* TEXTE SOURCE *
• • • •

*"Aujourd'hui, en cette ensoleillée journée de Février, loin des tribulations des états désunis et en dépit de l'appel du dehors, un homme se consacre à rédiger un argumentaire concernant une œuvre récemment vue. Alternant entre froid glaçant et douceur printanière, ce mois annonce assurément l'arrivée certaine de meilleurs jours où le dépit ne se posera même pas. A contrario, celui du monde risquait de continuer de grimper en flèche à mesure que les extrêmes de toutes sortes se bataillaient férocement, un peu à la façon de deux frères aux yeux bandés.
Quant à cette rédaction, une Problématique se tenait face à son auteur. L’œuvre en question, intitulée A series of unfortunate events, est une adaptation au format épisodique télévisuel d'une série de romans pour enfants. Or, l'auteur de cette rédaction n'avait jamais eu l'occasion de poser les yeux sur les lignes de ces imprimés, ce qui constitua une raison suffisante à la Problématique pour ainsi venir se poser.
Cela fait donc une bonne heure que tous deux se toisent et se taisent, assis au coin d'un feu imaginaire dans une cabane en pierre qui l'est tout autant. La fin de leur rencontre, vous l'avez sous les yeux.


Comme vous l'aurez deviné, l'intervention de la Problématique tient plus de la supercherie personnifiée que d'un réel être qui porterait ce prénom.

• • • •

Données brutes:
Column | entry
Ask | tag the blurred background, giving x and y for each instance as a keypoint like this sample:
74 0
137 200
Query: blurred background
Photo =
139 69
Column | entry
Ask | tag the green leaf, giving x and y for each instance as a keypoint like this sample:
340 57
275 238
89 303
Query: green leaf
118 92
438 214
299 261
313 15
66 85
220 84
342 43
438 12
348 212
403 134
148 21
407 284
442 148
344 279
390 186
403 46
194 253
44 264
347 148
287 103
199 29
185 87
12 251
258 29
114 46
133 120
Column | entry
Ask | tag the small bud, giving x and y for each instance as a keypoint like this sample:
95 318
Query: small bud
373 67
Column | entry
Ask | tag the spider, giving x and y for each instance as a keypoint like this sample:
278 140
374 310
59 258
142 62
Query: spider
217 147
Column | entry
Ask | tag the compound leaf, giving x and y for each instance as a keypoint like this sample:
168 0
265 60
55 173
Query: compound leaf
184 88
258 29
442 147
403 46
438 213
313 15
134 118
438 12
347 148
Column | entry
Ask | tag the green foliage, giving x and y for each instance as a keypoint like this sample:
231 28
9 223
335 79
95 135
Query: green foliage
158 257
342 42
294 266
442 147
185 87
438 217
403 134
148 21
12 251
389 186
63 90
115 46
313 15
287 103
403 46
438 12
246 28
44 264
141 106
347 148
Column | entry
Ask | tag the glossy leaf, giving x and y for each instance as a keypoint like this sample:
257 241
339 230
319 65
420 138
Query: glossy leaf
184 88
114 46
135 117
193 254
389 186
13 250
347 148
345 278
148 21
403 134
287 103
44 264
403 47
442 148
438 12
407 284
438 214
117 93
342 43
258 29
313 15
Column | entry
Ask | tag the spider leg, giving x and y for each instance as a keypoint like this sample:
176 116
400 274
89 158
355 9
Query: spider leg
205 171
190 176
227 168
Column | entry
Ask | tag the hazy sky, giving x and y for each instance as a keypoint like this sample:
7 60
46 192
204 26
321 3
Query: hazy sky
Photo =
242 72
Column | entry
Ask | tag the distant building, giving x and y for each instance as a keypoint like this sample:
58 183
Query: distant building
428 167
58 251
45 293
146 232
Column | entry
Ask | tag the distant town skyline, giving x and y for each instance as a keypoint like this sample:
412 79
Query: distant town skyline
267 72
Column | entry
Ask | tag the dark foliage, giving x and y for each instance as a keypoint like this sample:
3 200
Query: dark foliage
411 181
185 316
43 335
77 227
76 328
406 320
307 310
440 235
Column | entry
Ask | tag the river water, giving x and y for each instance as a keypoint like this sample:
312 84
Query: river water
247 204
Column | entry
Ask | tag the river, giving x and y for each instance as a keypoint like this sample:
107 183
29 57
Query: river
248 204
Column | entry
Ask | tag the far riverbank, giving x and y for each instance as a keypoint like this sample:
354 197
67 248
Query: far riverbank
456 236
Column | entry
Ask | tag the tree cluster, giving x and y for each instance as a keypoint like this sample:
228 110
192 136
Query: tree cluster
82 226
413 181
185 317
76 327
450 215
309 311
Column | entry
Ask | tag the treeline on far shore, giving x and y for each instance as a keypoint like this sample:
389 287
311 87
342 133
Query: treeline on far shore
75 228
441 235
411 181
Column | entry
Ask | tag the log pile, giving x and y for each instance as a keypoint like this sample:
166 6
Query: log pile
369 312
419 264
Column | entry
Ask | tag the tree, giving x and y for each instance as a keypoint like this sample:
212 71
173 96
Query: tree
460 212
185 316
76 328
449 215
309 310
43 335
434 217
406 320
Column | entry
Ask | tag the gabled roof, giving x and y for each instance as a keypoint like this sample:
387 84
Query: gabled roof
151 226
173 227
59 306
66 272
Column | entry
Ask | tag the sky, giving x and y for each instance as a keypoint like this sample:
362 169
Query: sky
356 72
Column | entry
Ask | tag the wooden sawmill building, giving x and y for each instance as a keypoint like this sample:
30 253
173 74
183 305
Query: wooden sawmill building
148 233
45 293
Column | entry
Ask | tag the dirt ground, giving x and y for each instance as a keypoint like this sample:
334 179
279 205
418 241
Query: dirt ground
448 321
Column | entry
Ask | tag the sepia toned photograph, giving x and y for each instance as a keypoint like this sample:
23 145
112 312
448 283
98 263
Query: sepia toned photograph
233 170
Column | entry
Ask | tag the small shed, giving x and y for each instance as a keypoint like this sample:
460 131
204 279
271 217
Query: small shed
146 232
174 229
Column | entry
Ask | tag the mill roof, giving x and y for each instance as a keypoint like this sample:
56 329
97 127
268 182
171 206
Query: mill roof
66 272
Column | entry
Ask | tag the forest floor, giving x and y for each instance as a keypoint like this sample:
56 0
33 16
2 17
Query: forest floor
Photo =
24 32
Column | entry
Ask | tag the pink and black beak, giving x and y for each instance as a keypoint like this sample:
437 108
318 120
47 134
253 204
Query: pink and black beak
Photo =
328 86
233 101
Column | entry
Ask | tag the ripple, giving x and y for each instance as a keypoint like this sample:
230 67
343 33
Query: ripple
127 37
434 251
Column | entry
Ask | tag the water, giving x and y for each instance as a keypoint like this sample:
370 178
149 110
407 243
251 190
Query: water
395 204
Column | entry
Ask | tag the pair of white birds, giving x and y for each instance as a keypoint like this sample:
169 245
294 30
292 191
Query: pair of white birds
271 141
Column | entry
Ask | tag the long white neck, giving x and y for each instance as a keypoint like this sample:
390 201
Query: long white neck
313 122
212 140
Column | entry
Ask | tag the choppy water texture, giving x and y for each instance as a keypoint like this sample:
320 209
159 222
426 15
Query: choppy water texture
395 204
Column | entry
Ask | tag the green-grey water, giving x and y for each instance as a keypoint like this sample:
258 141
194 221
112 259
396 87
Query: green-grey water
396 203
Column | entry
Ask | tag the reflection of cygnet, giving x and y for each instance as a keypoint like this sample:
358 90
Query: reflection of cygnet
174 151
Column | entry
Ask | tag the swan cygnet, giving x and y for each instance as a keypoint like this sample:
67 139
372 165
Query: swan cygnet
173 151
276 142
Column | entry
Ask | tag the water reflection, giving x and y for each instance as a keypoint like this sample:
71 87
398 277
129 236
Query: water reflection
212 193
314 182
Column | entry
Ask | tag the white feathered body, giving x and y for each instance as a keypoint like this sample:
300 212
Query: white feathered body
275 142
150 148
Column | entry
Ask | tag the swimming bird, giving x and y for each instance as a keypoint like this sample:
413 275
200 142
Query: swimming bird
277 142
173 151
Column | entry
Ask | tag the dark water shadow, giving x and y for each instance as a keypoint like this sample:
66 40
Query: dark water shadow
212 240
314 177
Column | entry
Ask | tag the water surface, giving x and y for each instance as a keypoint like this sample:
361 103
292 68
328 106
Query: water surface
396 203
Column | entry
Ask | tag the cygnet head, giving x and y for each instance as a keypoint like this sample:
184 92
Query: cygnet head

• • • •

Réécrivez le passage du texte source qui va de « Quant à cette » à « sous les yeux. » en mettant « maison » à la place de « cabane ».

* CORRIGÉ *
Quant à cette rédaction, une Problématique se tenait face à son auteur. L’œuvre en question, intitulée A series of unfortunate events, est une adaptation au format épisodique télévisuel d'une série de romans pour enfants. Or, l'auteur de cette rédaction n'avait jamais eu l'occasion de poser les yeux sur les lignes de ces imprimés, ce qui constitua une raison suffisante à la Problématique pour ainsi venir se poser.
Cela fait donc une bonne heure que tous deux se toisent et se taisent, assis au coin d'un feu imaginaire dans une maison en pierre qui l'est tout autant. La fin de leur rencontre, vous l'avez sous les yeux.